■ DOCUMENT
══════════════════════════════
How Much Does It Actually Cost to Build a Certified Passive House in Melbourne?

Everyone wants the number. Fair enough. But if you are hoping it is the same price as a standard build with a few extra insulation batts, it is not. A certified Passive House is high-end architecture built to a verified performance standard. The honest answer is more nuanced than a single figure, and understanding why will change how you think about your budget entirely.

A certified Passive House in Melbourne built to an architectural standard currently costs between $7,500 and $10,500 per square metre inclusive of GST. That range reflects real projects currently on the ground. It is not a theoretical estimate, and it is not a penalty for building green. It is what high-performance architectural construction costs in inner Melbourne right now.

Why does the cost per square metre vary so much?

Before looking at the numbers, it is critical to understand what is actually driving cost on these projects, because most of it has nothing to do with Passive House performance.

The homes Carland Constructions builds are custom architectural homes. They have exposed timber ceilings, high-end joinery, stone bench tops, architectural flooring, custom cabinetry, feature splashbacks, and bespoke detailing throughout. A kitchen in a current inner Melbourne Carland Constructions project is running between $43,000 and $68,000. Timber-lined raking ceilings over a large living area are adding $44,000 to $48,000 to the project cost. High-specification joinery across the full home can run to $240,000 on a larger brief.

None of that is a Passive House cost. That is an architecture cost. It would appear on the bill regardless of whether the home was pursuing certification or not.
══════════════════════════════
■ REQUIRED TASK 1
Summarize the Passive House cost article in two sentences.
■ REQUIRED TASK 2
Write the next few paragraphs of the Passive House cost article, picking up after its final sentence.
══════════════════════════════
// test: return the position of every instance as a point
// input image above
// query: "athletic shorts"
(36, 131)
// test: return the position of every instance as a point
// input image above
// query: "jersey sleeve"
══════════════════════════════
■ FINAL RESULT 1
A certified Passive House in Melbourne built to an architectural standard currently costs between $7,500 and $10,500 per square meter including GST, a range drawn from real projects rather than a theoretical estimate or a penalty for building green. Much of that cost comes from custom architectural features such as kitchens, timber-lined raking ceilings and high-specification joinery, which are architecture costs that would appear whether or not the home pursued certification.

■ FINAL RESULT 2
If you stripped the project back to the elements that are specifically attributable to Passive House performance, the genuine cost premium over a standard architectural build is relatively small. The Altereco Design cost comparison study* across 18 projects found a premium of 3.21% for certified Passive House over a high-performance home. That aligns with what Carland Constructions sees in practice. The additional cost sits in the membrane system, the upgraded insulation specification, the window upgrade from double to triple glazing, the airtightness testing, and the certification process itself. Those are real costs. They are not enormous costs relative to the total project.

The reason the overall build cost looks high is that the clients who build certified Passive Houses with Carland Constructions are not building basic homes. They are building the last home they will ever build, and they are specifying it accordingly. The performance standard and the architectural ambition arrive together.

What about the cost of the mechanical ventilation system?

The heat recovery ventilation system is the one Passive House-specific cost that draws the most attention. A correctly specified and installed system in a current inner Melbourne project is running between $26,780 and $33,750 inclusive of GST. That is a real number and it is worth being transparent about.

What is also worth being transparent about is what it replaces.

A standard architectural home trying to achieve genuine comfort in Melbourne's climate needs a ducted reverse cycle system, often supplemented by a hydronic heating system, a fireplace, or zone-controlled split systems in rooms that the ducted system cannot adequately serve. Price those properly and you are looking at $30,000 to $50,000 in heating and cooling infrastructure, ongoing maintenance, ongoing filter replacement, and ongoing energy cost.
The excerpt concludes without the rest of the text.